## Provided text
[Start of section]
Modeled after a program in Boston, the West Coast Post-Trauma Retreat is one of just two residential treatment programs in the world for first responders.
Lately, its leaders say they see more people with military service - cops who were deployed as reserves, for instance, or soldiers who return home to jobs in law enforcement. Focus on PTSD in soldiers has grown dramatically, with studies showing huge numbers from the Iraq War. But sometimes it turns up later, after the uniform turns from green to blue.
“One person that went through (the retreat), he was a machine-gunner and his shootings were from a distance. It’s more or less shoot-and-scoot there,” said Michael Pool, a retired police sergeant who helped found the retreat. “Lo and behold he’s in law enforcement, gets into a shooting and it’s up close and personal. He’s looked the person in the eyes.”
Symptoms take time to rear up, said Joel Fay, a 30-year San Rafael police officer and psychologist who directs the retreat, part of the First Responder Support Network.
The March killings of four Oakland police officers have become a frequent topic at the retreats, said Fay, but the damage may unfurl later for some who responded to it.
“It takes about a year to start seeing people,” said Fay. “You’ve got the funeral activities, the fundraising. When all that’s done and you’re left by yourself, that’s when it starts to take a toll.”
Vivid imagery
For some it takes decades, with heavy drinking and divorce the frequent fallout.
[End of section]
## Provided information
[Start of section]
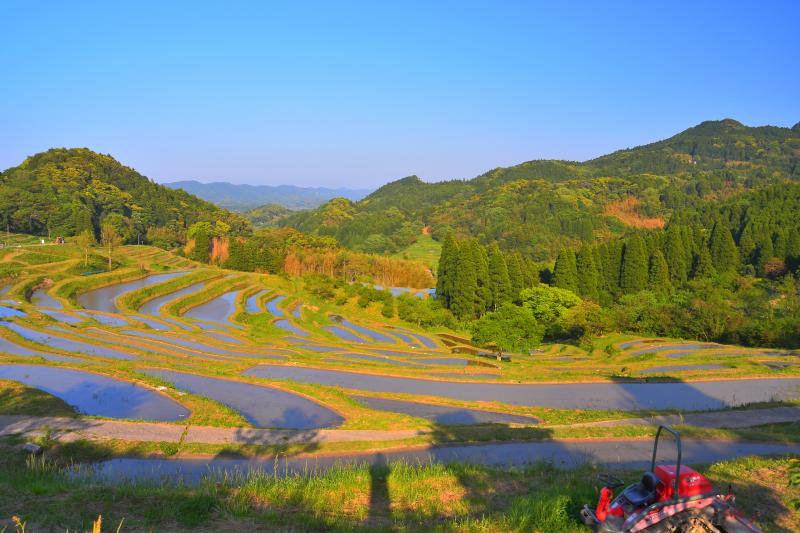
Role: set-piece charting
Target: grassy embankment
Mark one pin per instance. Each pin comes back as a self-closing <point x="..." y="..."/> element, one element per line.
<point x="392" y="497"/>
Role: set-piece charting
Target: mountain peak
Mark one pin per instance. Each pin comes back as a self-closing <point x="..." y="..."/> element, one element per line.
<point x="717" y="127"/>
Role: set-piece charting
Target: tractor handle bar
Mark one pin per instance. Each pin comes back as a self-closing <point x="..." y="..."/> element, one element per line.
<point x="677" y="436"/>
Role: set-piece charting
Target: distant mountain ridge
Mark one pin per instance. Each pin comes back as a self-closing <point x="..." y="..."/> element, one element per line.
<point x="246" y="197"/>
<point x="541" y="205"/>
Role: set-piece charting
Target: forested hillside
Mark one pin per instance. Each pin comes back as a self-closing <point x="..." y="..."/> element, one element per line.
<point x="243" y="197"/>
<point x="538" y="206"/>
<point x="266" y="215"/>
<point x="64" y="192"/>
<point x="727" y="272"/>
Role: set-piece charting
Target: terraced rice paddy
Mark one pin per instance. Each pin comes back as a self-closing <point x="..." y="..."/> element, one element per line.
<point x="104" y="298"/>
<point x="262" y="406"/>
<point x="97" y="395"/>
<point x="608" y="396"/>
<point x="266" y="353"/>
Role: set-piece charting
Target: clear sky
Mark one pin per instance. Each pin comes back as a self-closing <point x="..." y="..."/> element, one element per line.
<point x="356" y="94"/>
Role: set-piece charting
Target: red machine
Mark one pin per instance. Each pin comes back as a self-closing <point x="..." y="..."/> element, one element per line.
<point x="670" y="498"/>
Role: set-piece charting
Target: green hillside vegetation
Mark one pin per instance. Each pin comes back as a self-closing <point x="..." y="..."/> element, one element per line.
<point x="727" y="274"/>
<point x="424" y="249"/>
<point x="64" y="192"/>
<point x="266" y="215"/>
<point x="538" y="206"/>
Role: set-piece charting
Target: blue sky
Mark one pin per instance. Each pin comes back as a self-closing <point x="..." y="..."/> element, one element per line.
<point x="357" y="94"/>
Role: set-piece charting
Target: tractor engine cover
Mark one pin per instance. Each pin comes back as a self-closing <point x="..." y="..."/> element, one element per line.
<point x="691" y="483"/>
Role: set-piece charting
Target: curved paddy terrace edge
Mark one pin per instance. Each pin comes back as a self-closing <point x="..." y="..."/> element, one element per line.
<point x="83" y="370"/>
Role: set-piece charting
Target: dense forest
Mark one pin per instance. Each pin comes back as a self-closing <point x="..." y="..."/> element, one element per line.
<point x="64" y="192"/>
<point x="294" y="253"/>
<point x="727" y="272"/>
<point x="539" y="206"/>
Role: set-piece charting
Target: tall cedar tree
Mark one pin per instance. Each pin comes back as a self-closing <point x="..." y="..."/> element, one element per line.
<point x="658" y="278"/>
<point x="588" y="277"/>
<point x="500" y="283"/>
<point x="515" y="276"/>
<point x="675" y="254"/>
<point x="763" y="255"/>
<point x="465" y="286"/>
<point x="633" y="277"/>
<point x="447" y="269"/>
<point x="565" y="272"/>
<point x="724" y="254"/>
<point x="612" y="262"/>
<point x="703" y="265"/>
<point x="747" y="244"/>
<point x="483" y="294"/>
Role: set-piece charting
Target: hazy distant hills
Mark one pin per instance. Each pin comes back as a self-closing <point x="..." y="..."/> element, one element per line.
<point x="540" y="206"/>
<point x="246" y="197"/>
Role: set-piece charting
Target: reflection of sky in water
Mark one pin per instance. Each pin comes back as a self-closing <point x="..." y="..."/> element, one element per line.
<point x="272" y="306"/>
<point x="442" y="414"/>
<point x="262" y="406"/>
<point x="291" y="328"/>
<point x="103" y="299"/>
<point x="69" y="345"/>
<point x="252" y="305"/>
<point x="97" y="395"/>
<point x="623" y="395"/>
<point x="41" y="298"/>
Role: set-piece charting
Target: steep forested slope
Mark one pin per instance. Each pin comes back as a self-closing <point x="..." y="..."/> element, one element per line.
<point x="66" y="191"/>
<point x="537" y="206"/>
<point x="243" y="197"/>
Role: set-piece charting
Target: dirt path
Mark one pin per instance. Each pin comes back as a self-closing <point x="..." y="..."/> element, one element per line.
<point x="73" y="428"/>
<point x="719" y="419"/>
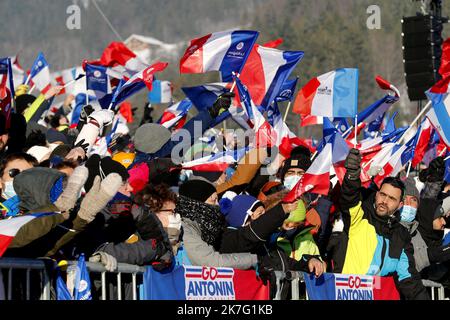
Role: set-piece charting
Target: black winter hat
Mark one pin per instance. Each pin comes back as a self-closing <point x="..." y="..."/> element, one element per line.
<point x="107" y="166"/>
<point x="197" y="189"/>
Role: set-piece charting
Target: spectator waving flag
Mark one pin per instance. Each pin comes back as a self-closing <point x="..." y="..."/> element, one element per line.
<point x="265" y="135"/>
<point x="10" y="227"/>
<point x="6" y="88"/>
<point x="137" y="82"/>
<point x="161" y="92"/>
<point x="175" y="113"/>
<point x="224" y="51"/>
<point x="316" y="179"/>
<point x="98" y="80"/>
<point x="333" y="94"/>
<point x="439" y="114"/>
<point x="40" y="74"/>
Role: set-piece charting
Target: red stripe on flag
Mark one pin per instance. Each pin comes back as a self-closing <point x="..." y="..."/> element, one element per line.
<point x="192" y="60"/>
<point x="305" y="96"/>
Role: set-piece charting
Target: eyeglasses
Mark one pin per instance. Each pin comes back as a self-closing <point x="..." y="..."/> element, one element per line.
<point x="13" y="172"/>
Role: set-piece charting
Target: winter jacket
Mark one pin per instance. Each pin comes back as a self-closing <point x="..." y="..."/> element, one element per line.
<point x="202" y="254"/>
<point x="378" y="245"/>
<point x="255" y="234"/>
<point x="246" y="170"/>
<point x="419" y="245"/>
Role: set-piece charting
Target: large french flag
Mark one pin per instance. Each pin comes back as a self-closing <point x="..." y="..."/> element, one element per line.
<point x="6" y="89"/>
<point x="216" y="162"/>
<point x="333" y="94"/>
<point x="175" y="113"/>
<point x="205" y="95"/>
<point x="62" y="78"/>
<point x="99" y="81"/>
<point x="137" y="82"/>
<point x="10" y="227"/>
<point x="439" y="115"/>
<point x="121" y="59"/>
<point x="264" y="133"/>
<point x="266" y="72"/>
<point x="423" y="139"/>
<point x="224" y="51"/>
<point x="316" y="179"/>
<point x="161" y="92"/>
<point x="40" y="74"/>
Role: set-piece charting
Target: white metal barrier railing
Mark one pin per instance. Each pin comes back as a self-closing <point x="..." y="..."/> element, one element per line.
<point x="46" y="266"/>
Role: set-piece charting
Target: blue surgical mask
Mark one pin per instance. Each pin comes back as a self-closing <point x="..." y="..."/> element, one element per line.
<point x="8" y="191"/>
<point x="408" y="213"/>
<point x="291" y="181"/>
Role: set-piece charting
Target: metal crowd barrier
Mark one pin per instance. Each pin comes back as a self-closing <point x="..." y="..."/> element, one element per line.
<point x="10" y="264"/>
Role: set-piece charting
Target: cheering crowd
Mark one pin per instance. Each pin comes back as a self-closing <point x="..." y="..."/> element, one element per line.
<point x="119" y="197"/>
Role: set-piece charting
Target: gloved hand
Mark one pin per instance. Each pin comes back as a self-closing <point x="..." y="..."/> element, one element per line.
<point x="99" y="195"/>
<point x="69" y="196"/>
<point x="353" y="164"/>
<point x="102" y="117"/>
<point x="439" y="254"/>
<point x="435" y="171"/>
<point x="164" y="256"/>
<point x="221" y="105"/>
<point x="106" y="259"/>
<point x="265" y="270"/>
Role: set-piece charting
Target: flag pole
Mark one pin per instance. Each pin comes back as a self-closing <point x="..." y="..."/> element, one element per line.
<point x="427" y="106"/>
<point x="409" y="168"/>
<point x="287" y="110"/>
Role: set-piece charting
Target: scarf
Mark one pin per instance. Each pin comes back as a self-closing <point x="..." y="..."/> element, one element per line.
<point x="208" y="217"/>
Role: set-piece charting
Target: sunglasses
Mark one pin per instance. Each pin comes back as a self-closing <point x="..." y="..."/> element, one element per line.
<point x="13" y="172"/>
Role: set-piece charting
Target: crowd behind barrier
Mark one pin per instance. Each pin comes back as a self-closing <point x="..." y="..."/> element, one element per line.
<point x="45" y="288"/>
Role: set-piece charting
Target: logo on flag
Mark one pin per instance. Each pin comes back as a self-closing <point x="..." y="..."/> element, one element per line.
<point x="209" y="283"/>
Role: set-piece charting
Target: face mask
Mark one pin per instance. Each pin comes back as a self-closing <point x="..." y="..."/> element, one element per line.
[End of section]
## What is being asked
Copy out the passage about the post-trauma retreat word for word, from "The March killings" up to and including "the frequent fallout.".

## Solution
The March killings of four Oakland police officers have become a frequent topic at the retreats, said Fay, but the damage may unfurl later for some who responded to it.
“It takes about a year to start seeing people,” said Fay. “You’ve got the funeral activities, the fundraising. When all that’s done and you’re left by yourself, that’s when it starts to take a toll.”
Vivid imagery
For some it takes decades, with heavy drinking and divorce the frequent fallout.